EXERCISE DESCRIPTION:
Write out the full listing again, exactly as it stands.

SUPPLIED MATERIAL START

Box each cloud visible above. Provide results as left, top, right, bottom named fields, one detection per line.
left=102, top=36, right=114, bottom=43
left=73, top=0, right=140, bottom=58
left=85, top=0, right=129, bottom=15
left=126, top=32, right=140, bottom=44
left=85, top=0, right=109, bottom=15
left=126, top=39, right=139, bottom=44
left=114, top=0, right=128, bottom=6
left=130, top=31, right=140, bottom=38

SUPPLIED MATERIAL END

RESPONSE FOR THIS EXERCISE:
Box each cloud visible above. Provide results as left, top, right, bottom named fields, one detection per line.
left=102, top=36, right=114, bottom=43
left=73, top=0, right=140, bottom=58
left=85, top=0, right=129, bottom=15
left=126, top=32, right=140, bottom=44
left=85, top=0, right=109, bottom=15
left=126, top=39, right=139, bottom=44
left=114, top=0, right=128, bottom=6
left=130, top=31, right=140, bottom=38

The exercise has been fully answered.